Entries drawn from a collection:
%%

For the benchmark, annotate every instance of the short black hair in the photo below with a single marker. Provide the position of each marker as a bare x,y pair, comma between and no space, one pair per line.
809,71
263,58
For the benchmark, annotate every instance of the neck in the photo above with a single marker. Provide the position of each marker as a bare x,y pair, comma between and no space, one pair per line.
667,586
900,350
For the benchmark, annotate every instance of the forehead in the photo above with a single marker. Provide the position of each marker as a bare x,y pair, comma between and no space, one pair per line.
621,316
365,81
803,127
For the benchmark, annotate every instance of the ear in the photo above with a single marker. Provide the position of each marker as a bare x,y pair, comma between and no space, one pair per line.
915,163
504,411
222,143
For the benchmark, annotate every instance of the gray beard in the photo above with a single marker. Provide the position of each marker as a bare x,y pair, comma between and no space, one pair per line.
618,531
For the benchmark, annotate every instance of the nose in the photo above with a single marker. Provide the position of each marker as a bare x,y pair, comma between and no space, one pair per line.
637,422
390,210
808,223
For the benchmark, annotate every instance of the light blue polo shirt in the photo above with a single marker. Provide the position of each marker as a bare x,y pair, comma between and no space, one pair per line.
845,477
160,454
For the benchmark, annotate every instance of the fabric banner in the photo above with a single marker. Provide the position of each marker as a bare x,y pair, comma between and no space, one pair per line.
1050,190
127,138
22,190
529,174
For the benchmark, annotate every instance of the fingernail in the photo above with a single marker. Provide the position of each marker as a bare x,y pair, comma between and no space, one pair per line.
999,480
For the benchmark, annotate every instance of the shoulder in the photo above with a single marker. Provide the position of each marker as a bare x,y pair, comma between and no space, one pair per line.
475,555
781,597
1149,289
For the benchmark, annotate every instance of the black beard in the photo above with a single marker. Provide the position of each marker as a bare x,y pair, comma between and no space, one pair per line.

%%

Format everything from the line containing "For the benchmark, annotate every instance of the light" down to the end of the records as a JSON list of strings, one string per line, with blank lines left out.

Final result:
[
  "For the benchmark, annotate every instance of the light blue polo shirt in the photo above with a single marker. Provide the position of each marker as a bare x,y pair, comma between and no space, one pair per line.",
  "845,477",
  "160,454",
  "For the benchmark, annotate every instance of the fabric banner in the photo above with a single marker. Provide the position of each marker as a bare x,y pair, comma between and no space, one pair per line.",
  "1050,190",
  "127,138",
  "22,190",
  "529,174",
  "For the benchmark, annotate every instance of the fingernail in the photo above with a single marker. Provide the position of each marker as a bare x,y pair, comma between and no space, one pair per line.",
  "999,480",
  "For the benchmark, annotate every instance of the shoulder in the photo above with a single marker. Provide the position of each marker as a bare x,y pair, comma between and no space, one pair per line.",
  "475,555",
  "781,597",
  "1149,289",
  "For the benchmark, annotate every instance of the black beard in the photo above with a single marker. Provide the position of each marker as a bare x,y pair, comma between and no space, one pair per line."
]